■ **PROBLEM STATEMENT**: Rewrite the listing below, substituting "enclosing rectangle" for every occurrence of "bounding box" and leaving all other text unchanged.

■ **DATA SUPPLIED**:
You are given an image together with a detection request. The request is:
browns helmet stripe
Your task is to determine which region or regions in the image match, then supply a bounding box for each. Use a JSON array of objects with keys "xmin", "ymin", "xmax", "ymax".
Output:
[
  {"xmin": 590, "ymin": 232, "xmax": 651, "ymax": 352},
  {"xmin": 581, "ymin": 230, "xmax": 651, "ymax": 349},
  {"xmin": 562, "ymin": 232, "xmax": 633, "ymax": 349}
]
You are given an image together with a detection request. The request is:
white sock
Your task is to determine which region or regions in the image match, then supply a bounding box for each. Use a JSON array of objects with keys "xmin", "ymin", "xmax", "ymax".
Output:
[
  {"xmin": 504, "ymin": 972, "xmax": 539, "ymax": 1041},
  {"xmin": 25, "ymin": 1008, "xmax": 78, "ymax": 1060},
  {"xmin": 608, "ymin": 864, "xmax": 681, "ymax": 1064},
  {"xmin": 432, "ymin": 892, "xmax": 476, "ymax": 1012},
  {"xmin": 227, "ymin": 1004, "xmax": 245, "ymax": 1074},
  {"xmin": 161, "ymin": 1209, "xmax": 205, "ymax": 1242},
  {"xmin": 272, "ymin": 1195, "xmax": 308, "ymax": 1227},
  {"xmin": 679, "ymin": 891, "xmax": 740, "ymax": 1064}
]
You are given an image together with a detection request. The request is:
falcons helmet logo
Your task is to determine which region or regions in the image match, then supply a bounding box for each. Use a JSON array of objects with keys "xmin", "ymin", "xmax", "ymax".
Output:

■ **RESPONSE**:
You are given an image together with a detection request. The request is:
browns helmet stripe
Your task is to determine which region or regions in the image match, then supply a enclosing rectangle for each. Use a JSON array of objects with keys "xmin", "ymin", "xmax", "ymax".
Output:
[
  {"xmin": 590, "ymin": 232, "xmax": 651, "ymax": 352},
  {"xmin": 581, "ymin": 230, "xmax": 651, "ymax": 349},
  {"xmin": 562, "ymin": 232, "xmax": 633, "ymax": 349}
]
You are given an image together with a detection request. The request is:
white sock
Your task is to determine which region or regions in the image match, then supply a enclosing rectangle for each. Use a JSON array of objects with keys "xmin", "ymin", "xmax", "ymax".
Output:
[
  {"xmin": 504, "ymin": 972, "xmax": 539, "ymax": 1041},
  {"xmin": 25, "ymin": 1008, "xmax": 78, "ymax": 1060},
  {"xmin": 608, "ymin": 864, "xmax": 681, "ymax": 1064},
  {"xmin": 432, "ymin": 892, "xmax": 476, "ymax": 1012},
  {"xmin": 227, "ymin": 1004, "xmax": 245, "ymax": 1074},
  {"xmin": 161, "ymin": 1209, "xmax": 205, "ymax": 1242},
  {"xmin": 272, "ymin": 1195, "xmax": 308, "ymax": 1227},
  {"xmin": 679, "ymin": 891, "xmax": 740, "ymax": 1064}
]
You are given an image together with a detection request. The request is:
falcons helmet logo
Your task is to determine which region or regions in the image match, then supply a enclosing rectangle for each. Use a JSON array of objects with keys "xmin", "ymin", "xmax", "ymax".
Output:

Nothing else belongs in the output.